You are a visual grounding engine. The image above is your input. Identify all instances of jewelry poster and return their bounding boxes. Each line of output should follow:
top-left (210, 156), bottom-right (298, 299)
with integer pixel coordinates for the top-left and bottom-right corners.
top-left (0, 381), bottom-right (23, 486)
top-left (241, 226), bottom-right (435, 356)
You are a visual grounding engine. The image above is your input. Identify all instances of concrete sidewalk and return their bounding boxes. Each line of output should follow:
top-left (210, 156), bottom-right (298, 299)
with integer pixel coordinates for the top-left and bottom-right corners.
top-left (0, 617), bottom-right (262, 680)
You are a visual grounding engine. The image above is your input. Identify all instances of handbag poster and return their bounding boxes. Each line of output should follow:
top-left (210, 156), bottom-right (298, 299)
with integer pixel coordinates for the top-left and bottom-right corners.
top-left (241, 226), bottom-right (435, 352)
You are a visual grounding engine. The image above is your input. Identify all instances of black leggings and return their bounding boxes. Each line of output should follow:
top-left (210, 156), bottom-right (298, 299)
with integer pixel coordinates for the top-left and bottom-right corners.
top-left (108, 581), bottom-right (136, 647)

---

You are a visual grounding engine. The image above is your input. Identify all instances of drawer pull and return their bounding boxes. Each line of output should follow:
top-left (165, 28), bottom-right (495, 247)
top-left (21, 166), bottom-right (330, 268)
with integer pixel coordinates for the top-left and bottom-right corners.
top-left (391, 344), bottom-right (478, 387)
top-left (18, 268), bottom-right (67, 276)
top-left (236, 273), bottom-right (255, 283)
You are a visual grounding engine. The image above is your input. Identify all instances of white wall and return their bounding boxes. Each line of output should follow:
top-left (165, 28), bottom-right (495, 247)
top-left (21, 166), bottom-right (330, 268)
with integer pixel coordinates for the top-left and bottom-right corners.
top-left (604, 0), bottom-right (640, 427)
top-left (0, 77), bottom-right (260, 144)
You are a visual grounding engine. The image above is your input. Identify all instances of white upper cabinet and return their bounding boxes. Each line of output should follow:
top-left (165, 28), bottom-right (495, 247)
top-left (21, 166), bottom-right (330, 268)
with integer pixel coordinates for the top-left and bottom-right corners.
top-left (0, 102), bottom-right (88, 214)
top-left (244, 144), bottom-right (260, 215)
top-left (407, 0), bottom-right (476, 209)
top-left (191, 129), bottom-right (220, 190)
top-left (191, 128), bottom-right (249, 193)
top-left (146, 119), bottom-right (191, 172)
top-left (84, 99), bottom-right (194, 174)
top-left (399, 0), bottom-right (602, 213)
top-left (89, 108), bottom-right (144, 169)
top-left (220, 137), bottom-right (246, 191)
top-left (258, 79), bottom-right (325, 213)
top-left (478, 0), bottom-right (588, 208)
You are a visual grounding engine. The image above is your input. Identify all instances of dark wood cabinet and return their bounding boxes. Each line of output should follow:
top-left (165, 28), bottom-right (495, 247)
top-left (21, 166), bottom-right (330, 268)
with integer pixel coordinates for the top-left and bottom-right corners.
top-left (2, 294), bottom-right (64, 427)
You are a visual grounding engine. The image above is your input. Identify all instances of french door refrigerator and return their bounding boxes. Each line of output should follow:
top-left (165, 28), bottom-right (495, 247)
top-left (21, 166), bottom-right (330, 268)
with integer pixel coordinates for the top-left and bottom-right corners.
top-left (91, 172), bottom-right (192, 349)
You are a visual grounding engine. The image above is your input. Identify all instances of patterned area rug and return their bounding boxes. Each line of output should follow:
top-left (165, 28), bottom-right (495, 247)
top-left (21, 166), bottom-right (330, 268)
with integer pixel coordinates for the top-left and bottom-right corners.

▶ [CHALLENGE]:
Please write out the listing lines from the line with "instances of jewelry" through the line with "top-left (0, 617), bottom-right (262, 680)", replacing "concrete sidewalk" with "paved walkway" and leaving everything else unchanged. Give only those lines.

▶ [RESPONSE FOR THIS EXERCISE]:
You are a visual grounding engine. The image above is your input. Identify all instances of jewelry poster and return their bounding boxes. Each line of output should follow:
top-left (210, 156), bottom-right (298, 299)
with integer pixel coordinates for the top-left and bottom-right corners.
top-left (0, 381), bottom-right (23, 486)
top-left (241, 226), bottom-right (435, 356)
You are a visual grounding engine. The image above is your input. Identify all instances of paved walkway and return their bounding boxes. Each line of output should follow:
top-left (210, 156), bottom-right (298, 299)
with integer pixel coordinates for the top-left and bottom-right corners.
top-left (0, 617), bottom-right (262, 680)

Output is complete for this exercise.